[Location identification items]
========
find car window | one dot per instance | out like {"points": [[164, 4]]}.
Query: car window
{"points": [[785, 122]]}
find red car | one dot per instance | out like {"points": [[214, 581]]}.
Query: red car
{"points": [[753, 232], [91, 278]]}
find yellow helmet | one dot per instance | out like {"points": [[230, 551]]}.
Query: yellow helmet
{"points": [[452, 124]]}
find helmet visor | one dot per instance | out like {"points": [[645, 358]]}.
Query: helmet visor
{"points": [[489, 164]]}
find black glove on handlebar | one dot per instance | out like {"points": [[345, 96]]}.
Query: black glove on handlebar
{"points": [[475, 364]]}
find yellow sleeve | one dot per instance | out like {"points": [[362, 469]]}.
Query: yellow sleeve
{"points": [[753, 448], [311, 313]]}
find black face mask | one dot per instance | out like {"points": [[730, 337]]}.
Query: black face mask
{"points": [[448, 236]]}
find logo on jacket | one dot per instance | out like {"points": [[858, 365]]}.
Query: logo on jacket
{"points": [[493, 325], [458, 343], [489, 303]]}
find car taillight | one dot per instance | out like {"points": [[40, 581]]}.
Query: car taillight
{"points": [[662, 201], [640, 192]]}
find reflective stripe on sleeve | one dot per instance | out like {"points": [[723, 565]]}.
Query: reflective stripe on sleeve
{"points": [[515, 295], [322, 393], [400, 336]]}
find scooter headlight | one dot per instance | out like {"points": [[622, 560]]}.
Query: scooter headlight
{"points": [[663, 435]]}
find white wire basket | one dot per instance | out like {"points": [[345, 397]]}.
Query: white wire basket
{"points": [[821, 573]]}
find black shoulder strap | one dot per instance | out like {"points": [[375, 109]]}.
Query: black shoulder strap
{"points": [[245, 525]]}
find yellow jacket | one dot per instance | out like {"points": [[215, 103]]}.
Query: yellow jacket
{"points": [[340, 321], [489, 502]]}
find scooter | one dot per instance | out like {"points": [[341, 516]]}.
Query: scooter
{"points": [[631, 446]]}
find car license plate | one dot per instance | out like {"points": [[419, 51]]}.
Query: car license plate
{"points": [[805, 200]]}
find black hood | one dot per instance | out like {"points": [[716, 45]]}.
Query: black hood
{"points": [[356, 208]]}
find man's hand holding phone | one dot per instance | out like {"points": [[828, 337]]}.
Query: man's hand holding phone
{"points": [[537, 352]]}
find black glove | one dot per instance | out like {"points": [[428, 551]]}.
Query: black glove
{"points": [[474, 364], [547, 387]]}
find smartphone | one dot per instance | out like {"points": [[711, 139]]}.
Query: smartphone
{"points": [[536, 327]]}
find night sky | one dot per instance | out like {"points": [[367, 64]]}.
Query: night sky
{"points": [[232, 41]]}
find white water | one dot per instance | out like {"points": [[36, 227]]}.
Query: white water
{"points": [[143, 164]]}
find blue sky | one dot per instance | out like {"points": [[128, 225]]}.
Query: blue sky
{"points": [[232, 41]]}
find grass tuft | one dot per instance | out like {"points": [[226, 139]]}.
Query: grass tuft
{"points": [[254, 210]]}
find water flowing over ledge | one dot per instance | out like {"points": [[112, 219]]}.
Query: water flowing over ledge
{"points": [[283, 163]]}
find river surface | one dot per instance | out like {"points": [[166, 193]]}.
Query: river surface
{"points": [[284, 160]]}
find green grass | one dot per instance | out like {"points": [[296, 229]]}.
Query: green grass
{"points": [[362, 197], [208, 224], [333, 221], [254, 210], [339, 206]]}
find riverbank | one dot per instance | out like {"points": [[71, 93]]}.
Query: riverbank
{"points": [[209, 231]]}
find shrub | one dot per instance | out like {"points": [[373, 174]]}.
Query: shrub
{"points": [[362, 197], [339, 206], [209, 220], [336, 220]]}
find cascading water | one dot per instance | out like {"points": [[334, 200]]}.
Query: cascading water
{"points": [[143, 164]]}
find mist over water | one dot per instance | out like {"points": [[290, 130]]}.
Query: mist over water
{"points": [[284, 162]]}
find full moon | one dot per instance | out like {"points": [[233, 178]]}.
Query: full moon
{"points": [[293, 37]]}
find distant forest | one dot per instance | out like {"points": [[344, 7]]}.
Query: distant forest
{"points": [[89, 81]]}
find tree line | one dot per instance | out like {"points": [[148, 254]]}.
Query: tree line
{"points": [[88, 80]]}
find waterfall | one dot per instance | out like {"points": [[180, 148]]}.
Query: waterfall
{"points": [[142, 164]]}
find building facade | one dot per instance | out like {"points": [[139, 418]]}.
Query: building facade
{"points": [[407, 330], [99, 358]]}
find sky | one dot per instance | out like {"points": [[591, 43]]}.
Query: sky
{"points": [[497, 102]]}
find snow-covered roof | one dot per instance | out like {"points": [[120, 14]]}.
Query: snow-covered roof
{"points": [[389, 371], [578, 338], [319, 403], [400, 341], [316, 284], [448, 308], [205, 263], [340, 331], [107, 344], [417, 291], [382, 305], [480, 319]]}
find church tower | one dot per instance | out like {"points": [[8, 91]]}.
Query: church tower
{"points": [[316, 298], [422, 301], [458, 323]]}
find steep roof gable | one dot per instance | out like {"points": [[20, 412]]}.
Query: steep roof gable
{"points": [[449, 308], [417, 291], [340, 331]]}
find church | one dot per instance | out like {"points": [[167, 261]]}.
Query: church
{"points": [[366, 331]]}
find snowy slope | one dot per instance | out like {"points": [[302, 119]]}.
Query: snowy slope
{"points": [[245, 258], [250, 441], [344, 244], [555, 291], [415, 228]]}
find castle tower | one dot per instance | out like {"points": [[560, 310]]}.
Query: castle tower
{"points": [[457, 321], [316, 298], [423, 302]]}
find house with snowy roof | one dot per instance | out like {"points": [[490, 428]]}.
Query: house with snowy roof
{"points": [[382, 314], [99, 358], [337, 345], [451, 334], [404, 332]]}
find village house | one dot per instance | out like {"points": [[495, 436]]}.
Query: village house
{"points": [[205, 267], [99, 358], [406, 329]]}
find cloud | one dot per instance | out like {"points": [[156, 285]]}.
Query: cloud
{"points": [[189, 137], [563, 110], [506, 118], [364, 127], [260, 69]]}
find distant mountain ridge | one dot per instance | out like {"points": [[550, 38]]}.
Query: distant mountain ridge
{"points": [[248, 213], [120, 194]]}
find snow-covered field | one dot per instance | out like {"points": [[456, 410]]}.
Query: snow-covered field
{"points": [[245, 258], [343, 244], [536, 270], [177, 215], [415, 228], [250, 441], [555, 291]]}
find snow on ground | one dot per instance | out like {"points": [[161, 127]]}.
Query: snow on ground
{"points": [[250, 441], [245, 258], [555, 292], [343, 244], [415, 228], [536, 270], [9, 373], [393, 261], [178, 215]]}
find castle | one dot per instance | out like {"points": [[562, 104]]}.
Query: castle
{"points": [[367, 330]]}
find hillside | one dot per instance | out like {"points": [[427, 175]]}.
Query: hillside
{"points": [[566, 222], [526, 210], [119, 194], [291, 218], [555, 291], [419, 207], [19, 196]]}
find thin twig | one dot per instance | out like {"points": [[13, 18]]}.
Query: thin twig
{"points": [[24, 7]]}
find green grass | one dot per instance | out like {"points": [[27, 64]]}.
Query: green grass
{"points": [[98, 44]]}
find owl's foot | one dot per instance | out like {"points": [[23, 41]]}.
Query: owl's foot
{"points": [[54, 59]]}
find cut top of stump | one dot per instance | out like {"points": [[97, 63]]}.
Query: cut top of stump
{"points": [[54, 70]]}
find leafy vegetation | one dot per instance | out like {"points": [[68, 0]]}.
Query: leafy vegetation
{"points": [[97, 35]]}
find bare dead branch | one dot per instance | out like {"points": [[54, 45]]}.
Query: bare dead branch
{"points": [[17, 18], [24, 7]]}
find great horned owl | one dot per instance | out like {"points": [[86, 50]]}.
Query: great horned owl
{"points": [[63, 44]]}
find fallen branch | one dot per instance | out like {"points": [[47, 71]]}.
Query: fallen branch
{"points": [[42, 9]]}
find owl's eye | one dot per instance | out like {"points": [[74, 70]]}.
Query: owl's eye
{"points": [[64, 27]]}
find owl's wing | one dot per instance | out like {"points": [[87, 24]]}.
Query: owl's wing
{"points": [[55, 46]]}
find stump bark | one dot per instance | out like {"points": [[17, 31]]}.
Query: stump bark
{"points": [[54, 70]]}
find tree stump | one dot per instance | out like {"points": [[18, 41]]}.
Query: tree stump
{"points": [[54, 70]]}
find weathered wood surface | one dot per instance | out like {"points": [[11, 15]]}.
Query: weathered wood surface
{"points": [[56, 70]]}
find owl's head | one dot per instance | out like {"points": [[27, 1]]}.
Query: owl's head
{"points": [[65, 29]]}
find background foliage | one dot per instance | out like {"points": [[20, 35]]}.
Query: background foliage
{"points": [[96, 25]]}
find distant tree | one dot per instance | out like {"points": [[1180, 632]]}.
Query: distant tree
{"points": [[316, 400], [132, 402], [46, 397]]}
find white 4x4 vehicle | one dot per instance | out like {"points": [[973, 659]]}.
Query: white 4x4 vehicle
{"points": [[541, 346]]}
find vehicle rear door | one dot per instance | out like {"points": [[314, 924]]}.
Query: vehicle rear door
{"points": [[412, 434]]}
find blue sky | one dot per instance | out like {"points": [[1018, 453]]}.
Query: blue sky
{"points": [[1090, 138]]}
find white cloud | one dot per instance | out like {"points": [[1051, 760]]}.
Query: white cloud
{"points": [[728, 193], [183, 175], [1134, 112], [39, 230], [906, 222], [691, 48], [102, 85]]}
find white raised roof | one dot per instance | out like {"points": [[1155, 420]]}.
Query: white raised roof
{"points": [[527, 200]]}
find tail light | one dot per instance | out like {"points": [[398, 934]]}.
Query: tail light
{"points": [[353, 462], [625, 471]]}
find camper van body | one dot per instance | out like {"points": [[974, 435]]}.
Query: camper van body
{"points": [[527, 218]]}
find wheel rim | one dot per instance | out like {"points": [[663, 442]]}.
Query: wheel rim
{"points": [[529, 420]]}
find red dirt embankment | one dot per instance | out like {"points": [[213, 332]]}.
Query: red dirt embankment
========
Exercise instructions: Exactly reproduce the lines that run from the line with "find vehicle rear" through the last line of the records, inclusive.

Solution to this problem:
find vehicle rear door | one dot per instance | out like {"points": [[314, 924]]}.
Query: vehicle rear door
{"points": [[412, 434]]}
find blue sky | one dot per instance | out like {"points": [[1018, 453]]}.
Query: blue sky
{"points": [[1090, 138]]}
find white cloud | one dot per instance | out like {"points": [[1051, 760]]}.
Query: white cloud
{"points": [[728, 193], [183, 175], [1134, 112], [39, 230], [906, 222], [691, 48], [102, 85]]}
find white raised roof | one dot per instance | out like {"points": [[1155, 420]]}.
Query: white raised roof
{"points": [[527, 200]]}
find tail light | one dot per instance | out like {"points": [[398, 934]]}.
Query: tail light
{"points": [[353, 462], [625, 471]]}
find camper van body | one dot per instance | out like {"points": [[974, 435]]}.
Query: camper van body
{"points": [[527, 218]]}
find wheel rim | one dot per instance | out like {"points": [[663, 442]]}.
Query: wheel rim
{"points": [[529, 420]]}
find red dirt embankment | one dot per instance | out like {"points": [[213, 332]]}.
Query: red dirt embankment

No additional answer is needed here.